• _Listed entries_
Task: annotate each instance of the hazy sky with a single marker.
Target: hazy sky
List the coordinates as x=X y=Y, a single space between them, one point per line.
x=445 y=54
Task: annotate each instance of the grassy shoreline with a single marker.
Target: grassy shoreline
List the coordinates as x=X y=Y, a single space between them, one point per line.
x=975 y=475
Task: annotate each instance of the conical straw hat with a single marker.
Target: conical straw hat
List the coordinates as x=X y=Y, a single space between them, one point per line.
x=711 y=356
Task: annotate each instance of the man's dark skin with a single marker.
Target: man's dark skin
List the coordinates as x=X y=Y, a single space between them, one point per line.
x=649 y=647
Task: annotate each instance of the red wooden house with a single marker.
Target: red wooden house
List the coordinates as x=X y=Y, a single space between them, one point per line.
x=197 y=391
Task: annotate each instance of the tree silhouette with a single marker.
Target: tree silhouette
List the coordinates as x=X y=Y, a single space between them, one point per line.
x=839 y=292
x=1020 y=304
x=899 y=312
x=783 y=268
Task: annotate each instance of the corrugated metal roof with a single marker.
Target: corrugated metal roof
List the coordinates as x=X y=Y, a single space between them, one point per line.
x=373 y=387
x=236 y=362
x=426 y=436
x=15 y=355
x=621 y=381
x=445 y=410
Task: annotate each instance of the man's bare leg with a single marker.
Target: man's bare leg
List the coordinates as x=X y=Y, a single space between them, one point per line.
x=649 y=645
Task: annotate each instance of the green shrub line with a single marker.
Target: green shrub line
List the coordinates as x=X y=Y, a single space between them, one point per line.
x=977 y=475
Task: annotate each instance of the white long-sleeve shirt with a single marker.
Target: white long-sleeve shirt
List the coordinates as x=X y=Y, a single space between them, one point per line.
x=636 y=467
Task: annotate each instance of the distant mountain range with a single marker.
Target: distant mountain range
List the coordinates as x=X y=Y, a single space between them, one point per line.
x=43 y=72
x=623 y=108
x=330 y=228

--

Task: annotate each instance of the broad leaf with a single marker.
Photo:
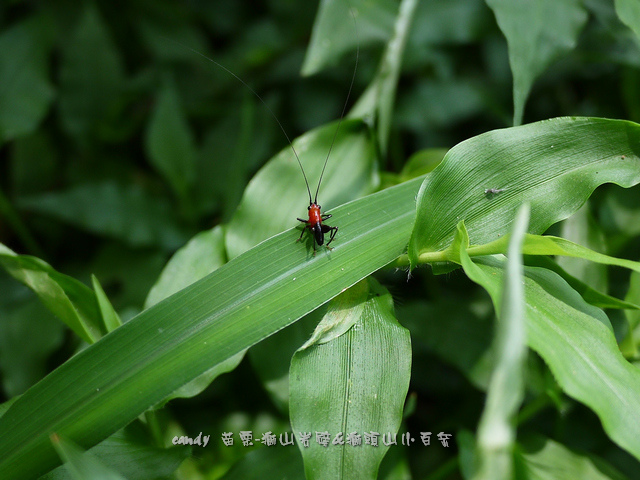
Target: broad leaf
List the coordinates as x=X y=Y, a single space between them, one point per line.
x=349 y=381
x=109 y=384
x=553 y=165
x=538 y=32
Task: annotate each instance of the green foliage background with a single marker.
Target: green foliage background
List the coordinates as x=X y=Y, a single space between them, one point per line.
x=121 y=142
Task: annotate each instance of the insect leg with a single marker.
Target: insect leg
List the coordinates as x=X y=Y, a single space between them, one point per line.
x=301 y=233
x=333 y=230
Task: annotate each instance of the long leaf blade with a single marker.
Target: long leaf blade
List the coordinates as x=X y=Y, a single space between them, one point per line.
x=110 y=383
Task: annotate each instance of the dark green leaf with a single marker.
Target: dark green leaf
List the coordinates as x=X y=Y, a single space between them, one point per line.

--

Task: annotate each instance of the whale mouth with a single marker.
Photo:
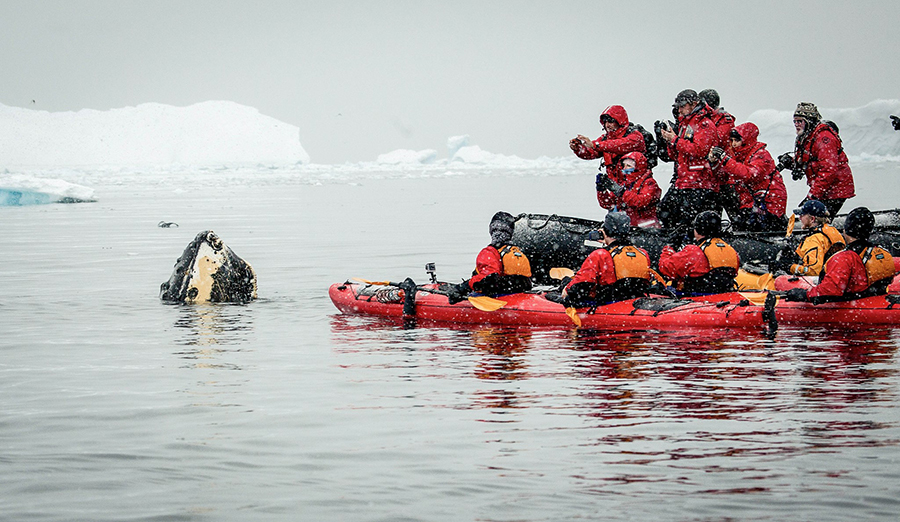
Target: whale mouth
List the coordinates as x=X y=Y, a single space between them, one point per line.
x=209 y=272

• _Work task_
The expected answer is a copy of every line in the entries that holds the word "white".

• _Completed task_
Task: annotate each instance of the white long-sleeve shirt with a single marker.
Target: white long-sleeve shirt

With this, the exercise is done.